She was, however, a child of unusual intellectual power, and she
began very early to write though not to publish. She is said to
have injured her health by excessive study and intellectual
excitement. But in reading all the accounts of Mme de Staël's life
which come from herself or her intimate friends, it must be
carefully remembered that she was the most distinguished and
characteristic product of the period of sensibility — the singular
fashion of ultra-sentimentalism — which required that both men and
women, but especially women, should be always palpitating with
excitement, steeped in melancholy, or dissolved in tears. Still,
there is no doubt that her father's dismissal from the ministry and
the consequent removal of the family from the busy life of Paris, were beneficial to her.
During part of the next few years they resided in the Swiss
village of Coppet at the Château de Coppet, her
father's estate on Lake
Geneva, which she herself made famous. But other parts were
spent in travelling about, chiefly in the south of France. They
returned to Paris, or at least to its neighborhood, in 1785, and
Mlle Necker resumed literary work of a miscellaneous kind,
including a novel, Sophie, printed in 1786, and a tragedy,
Jeanne Grey, published in 1790.
Marriage
It became, however, a question of marrying her. Her want of
beauty was compensated by her fortune. But her parents are said to
have objected to her marrying a Roman Catholic, which, in France,
considerably limited her choice. There is a legend that William Pitt the Younger
thought of her; the somewhat notorious lover of Mlle de Lespinasse,
Guibert, a cold-hearted coxcomb of some talent, certainly paid her
addresses. But she finally married baron Erik Magnus Staël von
Holstein, who was first an attaché of the Swedish legation, and then minister. For a great
heiress and a very ambitious girl the marriage scarcely seemed
brilliant, for Staël had no fortune and no very great personal
distinction. A singular series of negotiations, however, secured
from the king of Sweden a promise of the ambassadorship for twelve
years and a pension in case of its withdrawal, and the marriage
took place on 14 January 1786.
The husband was thirty-seven, the wife twenty. Mme de Staël was
accused of extravagance, and latterly an amicable separation of
goods had to be effected between the pair. But this was a mere
legal formality, and on the whole the marriage seems to have met
the views of both parties, neither of whom had any affection for
the other. The baron obtained money and the lady obtained, as a
guaranteed ambassadress of a foreign power of consideration, a much
higher position at court and in society than she could have secured
by marrying almost any Frenchman, without the inconveniences which
might have been expected had she married a Frenchman superior to
herself in rank. Mme de Staël was not a persona grata at
court, but she seems to have played the part of ambassadress, as
she played most parts, in a rather noisy and exaggerated manner,
but not ill.
Revolutionary activities
Then in 1788 she appeared as an author under her own name
(Sophie had been already published, but anonymously) with
some Lettres sur J. J. Rousseau, a fervid panegyric which
demonstrated evident talent but little in the way of critical
discernment. She was at this time, and indeed generally,
enthusiastic for a mixture of Rousseauism and constitutionalism in
politics. Her Novels were best sellers and her literary criticism
was highly influential, when she was allowed to live in Paris she
greatly encouraged any political dissident from Napoleon's regime.

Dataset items
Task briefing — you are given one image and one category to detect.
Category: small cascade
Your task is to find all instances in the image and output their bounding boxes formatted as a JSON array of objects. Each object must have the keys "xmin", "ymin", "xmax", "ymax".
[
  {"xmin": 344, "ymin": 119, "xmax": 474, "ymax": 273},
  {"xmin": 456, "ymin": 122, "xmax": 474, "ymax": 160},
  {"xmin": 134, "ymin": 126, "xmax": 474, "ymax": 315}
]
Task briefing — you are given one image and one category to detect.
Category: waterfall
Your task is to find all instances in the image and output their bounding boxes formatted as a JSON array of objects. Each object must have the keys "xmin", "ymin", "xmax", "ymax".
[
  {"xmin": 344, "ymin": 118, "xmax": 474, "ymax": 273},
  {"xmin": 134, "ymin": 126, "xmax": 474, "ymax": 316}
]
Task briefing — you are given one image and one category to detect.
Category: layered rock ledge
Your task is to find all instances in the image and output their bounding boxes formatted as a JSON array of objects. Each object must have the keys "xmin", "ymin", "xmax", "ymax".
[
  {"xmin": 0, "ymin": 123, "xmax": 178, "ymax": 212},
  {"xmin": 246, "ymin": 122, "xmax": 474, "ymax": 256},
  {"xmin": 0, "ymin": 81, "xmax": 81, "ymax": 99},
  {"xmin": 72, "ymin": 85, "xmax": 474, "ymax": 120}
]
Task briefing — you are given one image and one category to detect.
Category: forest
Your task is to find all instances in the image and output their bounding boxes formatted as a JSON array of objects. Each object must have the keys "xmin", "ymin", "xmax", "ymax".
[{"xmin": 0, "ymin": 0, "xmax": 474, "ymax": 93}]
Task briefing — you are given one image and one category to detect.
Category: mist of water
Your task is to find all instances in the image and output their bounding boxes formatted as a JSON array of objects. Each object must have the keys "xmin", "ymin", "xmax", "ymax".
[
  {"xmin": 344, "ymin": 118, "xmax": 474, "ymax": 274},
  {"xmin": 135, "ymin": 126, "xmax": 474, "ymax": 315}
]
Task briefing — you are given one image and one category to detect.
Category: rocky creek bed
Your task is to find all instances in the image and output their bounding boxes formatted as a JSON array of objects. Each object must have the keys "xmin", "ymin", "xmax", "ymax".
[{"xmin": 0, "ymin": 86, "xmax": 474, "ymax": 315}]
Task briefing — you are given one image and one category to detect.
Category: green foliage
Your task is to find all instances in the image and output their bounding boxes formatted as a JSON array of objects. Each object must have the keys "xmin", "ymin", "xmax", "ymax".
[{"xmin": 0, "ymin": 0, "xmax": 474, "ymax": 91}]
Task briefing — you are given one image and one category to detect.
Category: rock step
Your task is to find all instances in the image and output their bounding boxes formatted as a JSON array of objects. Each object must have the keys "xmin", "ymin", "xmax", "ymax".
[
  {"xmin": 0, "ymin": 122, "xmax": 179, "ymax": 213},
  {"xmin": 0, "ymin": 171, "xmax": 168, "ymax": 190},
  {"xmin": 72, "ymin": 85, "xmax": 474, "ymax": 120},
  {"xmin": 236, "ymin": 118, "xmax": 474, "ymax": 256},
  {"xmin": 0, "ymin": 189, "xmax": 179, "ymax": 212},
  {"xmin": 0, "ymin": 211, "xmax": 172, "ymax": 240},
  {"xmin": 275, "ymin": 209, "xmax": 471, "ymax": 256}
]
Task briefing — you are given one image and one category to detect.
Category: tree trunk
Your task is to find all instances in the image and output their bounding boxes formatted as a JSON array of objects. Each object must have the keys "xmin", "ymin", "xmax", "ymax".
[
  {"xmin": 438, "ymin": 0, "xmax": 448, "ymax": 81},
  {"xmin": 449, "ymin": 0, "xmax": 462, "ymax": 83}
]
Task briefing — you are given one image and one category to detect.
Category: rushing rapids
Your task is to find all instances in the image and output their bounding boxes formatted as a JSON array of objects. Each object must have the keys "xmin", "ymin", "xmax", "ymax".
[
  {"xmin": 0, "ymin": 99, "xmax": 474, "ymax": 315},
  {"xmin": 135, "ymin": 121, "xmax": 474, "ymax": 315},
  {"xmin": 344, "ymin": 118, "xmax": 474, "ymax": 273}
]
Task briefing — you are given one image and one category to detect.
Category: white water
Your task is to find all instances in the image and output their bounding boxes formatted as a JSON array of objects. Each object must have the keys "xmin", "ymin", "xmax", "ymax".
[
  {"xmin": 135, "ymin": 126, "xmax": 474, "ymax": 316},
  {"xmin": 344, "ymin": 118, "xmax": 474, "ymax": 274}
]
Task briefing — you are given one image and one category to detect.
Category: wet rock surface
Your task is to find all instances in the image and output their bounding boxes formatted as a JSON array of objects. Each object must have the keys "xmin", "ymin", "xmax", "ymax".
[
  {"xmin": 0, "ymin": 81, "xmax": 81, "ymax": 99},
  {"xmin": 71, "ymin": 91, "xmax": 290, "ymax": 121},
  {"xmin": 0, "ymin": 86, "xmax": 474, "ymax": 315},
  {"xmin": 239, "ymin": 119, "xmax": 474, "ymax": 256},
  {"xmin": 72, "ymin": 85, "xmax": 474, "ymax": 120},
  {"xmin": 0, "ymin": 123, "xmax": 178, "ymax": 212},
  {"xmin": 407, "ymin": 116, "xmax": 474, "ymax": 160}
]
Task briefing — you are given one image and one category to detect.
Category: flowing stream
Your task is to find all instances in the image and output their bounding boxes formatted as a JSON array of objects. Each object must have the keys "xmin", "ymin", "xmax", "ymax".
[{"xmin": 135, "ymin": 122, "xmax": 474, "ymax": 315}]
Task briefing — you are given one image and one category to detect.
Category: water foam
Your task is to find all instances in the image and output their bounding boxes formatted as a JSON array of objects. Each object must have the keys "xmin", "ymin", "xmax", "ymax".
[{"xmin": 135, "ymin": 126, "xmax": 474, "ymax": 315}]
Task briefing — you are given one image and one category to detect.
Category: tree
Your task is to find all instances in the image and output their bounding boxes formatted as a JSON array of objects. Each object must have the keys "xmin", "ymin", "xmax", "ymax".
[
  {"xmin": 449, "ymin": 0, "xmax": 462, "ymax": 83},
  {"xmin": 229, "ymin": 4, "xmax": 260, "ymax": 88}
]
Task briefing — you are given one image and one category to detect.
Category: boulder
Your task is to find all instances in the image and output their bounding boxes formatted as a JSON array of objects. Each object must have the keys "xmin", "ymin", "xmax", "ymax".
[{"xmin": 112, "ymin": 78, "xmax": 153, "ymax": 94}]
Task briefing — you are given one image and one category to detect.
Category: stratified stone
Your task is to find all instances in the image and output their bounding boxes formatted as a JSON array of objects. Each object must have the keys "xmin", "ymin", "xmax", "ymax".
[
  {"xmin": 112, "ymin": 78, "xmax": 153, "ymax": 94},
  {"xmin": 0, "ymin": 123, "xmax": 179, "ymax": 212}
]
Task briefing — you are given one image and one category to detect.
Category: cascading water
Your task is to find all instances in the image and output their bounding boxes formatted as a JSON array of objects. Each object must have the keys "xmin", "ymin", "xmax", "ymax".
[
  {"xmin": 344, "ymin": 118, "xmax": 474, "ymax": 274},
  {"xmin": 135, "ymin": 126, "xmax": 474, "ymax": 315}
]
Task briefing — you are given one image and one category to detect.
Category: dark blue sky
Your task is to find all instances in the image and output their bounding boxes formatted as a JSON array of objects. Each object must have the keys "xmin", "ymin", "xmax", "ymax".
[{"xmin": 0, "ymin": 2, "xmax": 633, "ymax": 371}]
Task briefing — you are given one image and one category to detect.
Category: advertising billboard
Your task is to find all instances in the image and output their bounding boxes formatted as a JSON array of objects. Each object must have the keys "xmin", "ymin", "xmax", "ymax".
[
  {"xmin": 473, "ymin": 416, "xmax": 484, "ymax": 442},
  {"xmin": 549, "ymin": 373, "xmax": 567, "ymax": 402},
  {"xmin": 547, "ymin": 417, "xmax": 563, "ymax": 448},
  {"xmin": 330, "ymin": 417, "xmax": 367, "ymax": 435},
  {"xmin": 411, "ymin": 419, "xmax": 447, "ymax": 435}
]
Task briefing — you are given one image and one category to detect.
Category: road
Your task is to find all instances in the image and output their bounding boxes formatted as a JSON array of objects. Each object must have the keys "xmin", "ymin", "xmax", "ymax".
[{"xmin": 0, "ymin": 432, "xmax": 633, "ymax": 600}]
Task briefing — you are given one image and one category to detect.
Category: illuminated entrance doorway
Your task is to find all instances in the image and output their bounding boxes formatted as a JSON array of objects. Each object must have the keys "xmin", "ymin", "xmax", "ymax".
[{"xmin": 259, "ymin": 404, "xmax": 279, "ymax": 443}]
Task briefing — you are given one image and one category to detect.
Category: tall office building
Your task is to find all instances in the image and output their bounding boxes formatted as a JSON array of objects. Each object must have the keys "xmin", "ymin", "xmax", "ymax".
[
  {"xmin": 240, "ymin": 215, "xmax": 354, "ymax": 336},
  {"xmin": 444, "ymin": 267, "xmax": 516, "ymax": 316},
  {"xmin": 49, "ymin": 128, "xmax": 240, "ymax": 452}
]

§ Set problem 1:
Answer these from the excerpt on Mme de Staël:
(a) In what year was the tragedy Jeanne Grey published?
(b) How old was her husband when they married?
(c) What work did she publish in 1788, when she first appeared as an author under her own name?
§ Set problem 2: Output the passage of the excerpt on Mme de Staël starting with "The husband was" and going on through "but not ill.".

§ Output 1:
(a) 1790
(b) Thirty-seven
(c) Lettres sur J. J. Rousseau

§ Output 2:
The husband was thirty-seven, the wife twenty. Mme de Staël was
accused of extravagance, and latterly an amicable separation of
goods had to be effected between the pair. But this was a mere
legal formality, and on the whole the marriage seems to have met
the views of both parties, neither of whom had any affection for
the other. The baron obtained money and the lady obtained, as a
guaranteed ambassadress of a foreign power of consideration, a much
higher position at court and in society than she could have secured
by marrying almost any Frenchman, without the inconveniences which
might have been expected had she married a Frenchman superior to
herself in rank. Mme de Staël was not a persona grata at
court, but she seems to have played the part of ambassadress, as
she played most parts, in a rather noisy and exaggerated manner,
but not ill.